Trecho de origem
○ ○ ○ ○ ○ ○ ○
No tópico a seguir, vê-se o pessimismo de vários próceres do Direito do Trabalho em relação a ela, fato que converge para as considerações tecidas na Introdução do presente artigo.

 

 

2.  TERCEIRIZAÇÃO E DIREITO DO TRABALHO

 

A globalização neoliberal capitalista, nascedoura no final do século XX, resulta no enfraquecimento do ramo justrabalhista, na queda de salários, na desvalorização da força de trabalho e da informalização da economia, com a consequente precarização das condições de vida; gerando o robustecimento do capital comercial, do industrial e das instituições financeiras mundiais.

 

Por meio dela, o trabalhador já não é visto como cidadão pleno, detentor de direitos, e, sim, como ser humano supérfluo e descartável – um instrumento capaz apenas de gerar produção e lucratividade – a serviço do capital. Logo, o empregado homem passa a ser considerado um elemento residual; e o lucro, o elemento preponderante a reger as relações trabalhistas na sociedade contemporânea.

 

A terceirização é fruto desse mecanismo de flexibilização empresarial que acarreta a precarização das condições de trabalho, já que constitui uma “forma de flexibilização de atividades e de serviços e tem, como finalidade, não só a redução dos custos da produção, mas também proporcionar maior agilidade, bem como criar melhores condições de competividades para as empresas”. (CORTEZ, 2015, p. 17).

 

Como esclarece Julpiano Chaves Cortez, no setor privado, a terceirização, para os empregadores, significa a forma de administração da empresa, por meio da qual se busca a constante redução dos custos de produção. Para os empregados terceirizados, terceirização significa a forma de exclusão, fator de discriminação e de precarização das condições de trabalho, com lesão dos valores sociais do labor e da dignidade do trabalhador. (CORTEZ, 2015, p. 16).

 

Por conseguinte, qualquer terceirização sempre redundará em algum tipo de precariedade nas condições de trabalho em relação ao pessoal contratado diretamente pelos donos dos negócios mais lucrativos, haja  vista que “precariedade” é sinônimo de mortes, mutilações, acidentes e adoecimentos laborais. (COUTINHO, 2015, p. 200).

 

Como observa Grijaldo Fernades Coutinho, a função primordial do Direito do Trabalho “é assentar as bases materiais concretas para a efetividade dos Direitos Humanos da classe trabalhadora, enquanto a terceirização trafega exatamente na via oposta, qual seja, a por demais tortuosa dilaceração da dignidade humana obreira”. (COUTINHO, 2015, p. 258).

 

Destarte,

 

Essa pulverização dos trabalhadores conduz necessariamente ao esfacelamento e ao enfraquecimento sindicais, trazendo consigo a consequente retração dos movimentos em defesa do trabalho – Direito do Trabalho, condições dignas de trabalho, meio ambiente de trabalho saudável e ampliação de conquistas sociais. (COUTINHO, 2015, p. 146).

 

No tocante ao conceito de terceirização, assinala Maurício Godinho Delgado:

 

Trata-se de fenômeno pelo qual se dissocia a relação econômica de trabalho da relação justrabalhista que lhe seria correspondente. Por tal fenômeno, insere-se o trabalhador no processo produtivo do tomador de serviços sem que se estendam a este os laços justrabalhistas, que se preservam fixados com uma entidade interveniente. (DELGADO, 2001, p. 427).
○ ○ ○ ○ ○ ○ ○
Material fornecido
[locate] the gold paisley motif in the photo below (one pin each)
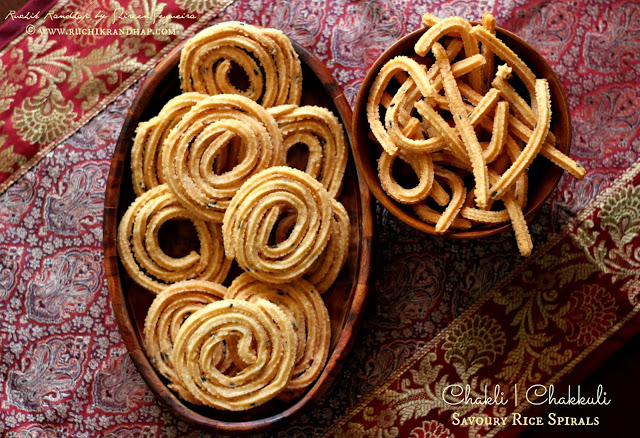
(473, 344)
(588, 314)
(43, 117)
○ ○ ○ ○ ○ ○ ○
Instruções
1 – Resuma em forma de lista o parágrafo do trecho sobre terceirização que começa com "Como esclarece Julpiano Chaves Cortez", mantendo suas informações principais.
2 – No trecho sobre terceirização, pegue a parte que se inicia com as palavras que contêm "A globalização neoliberal" e termina em "instituições financeiras mundiais.". Reescreva essa parte trocando "globalização" por "mundialização".
3 – Escreva a continuação do trecho sobre terceirização a partir da última frase apresentada.
O material não tem relação com o texto sobre terceirização.

Respostas
1 –
Segundo Julpiano Chaves Cortez (2015, p. 16), no setor privado a terceirização tem sentidos diferentes:
- para os empregadores, é um modo de administrar a empresa em busca da redução constante dos custos de produção;
- para os empregados terceirizados, é forma de exclusão, fator de discriminação e de precarização das condições de trabalho, com lesão dos valores sociais do labor e da dignidade do trabalhador.

2 –
A mundialização neoliberal capitalista, nascedoura no final do século XX, resulta no enfraquecimento do ramo justrabalhista, na queda de salários, na desvalorização da força de trabalho e da informalização da economia, com a consequente precarização das condições de vida; gerando o robustecimento do capital comercial, do industrial e das instituições financeiras mundiais.

3 –
 

Por isso,

 

Essa dissociação entre relação econômica de trabalho (firmada com a empresa tomadora) e relação jurídica empregatícia (firmada com a empresa terceirizante) traz graves desajustes em contraponto aos clássicos objetivos tutelares e redistributivos que sempre caracterizaram o Direito do Trabalho ao longo de sua história. (DELGADO, 2001, p. 428).

 

Consoante ensina Laércio Lopes da Silva, a terceirização cria um caos na possibilidade de o empregado se integrar verdadeiramente na estrutura  da empresa, pois, contratado por uma empresa para trabalhar em outra, não pode se integrar à estrutura da tomadora e fica marginalizado em relação ao processo de ascensão na prestadora, criando espantalhos de trabalhadores utilizados tão somente como meio de aumento do lucro das empresas sem qualquer ganho concreto para eles próprios ou para a sociedade. (SILVA, 2015, p. 17).

 

Como assevera o autor:

 

As desigualdades salariais que são explicadas, em termos, pela teoria do capital humano, não encontram essa possibilidade na terceirização que do capital humano se utiliza sem qualquer valorização dessa ferramenta, pois a única ideia é a valorização do capital financeiro – o lucro. A terceirização impossibilita a análise das características individuais que afetam ou que possibilitam a integração ao processo de produção de bens e de serviços desumanizando essa relação, vulnerando o disposto no inciso IV do art. 1º da CF/88. (SILVA, 2015, p. 17).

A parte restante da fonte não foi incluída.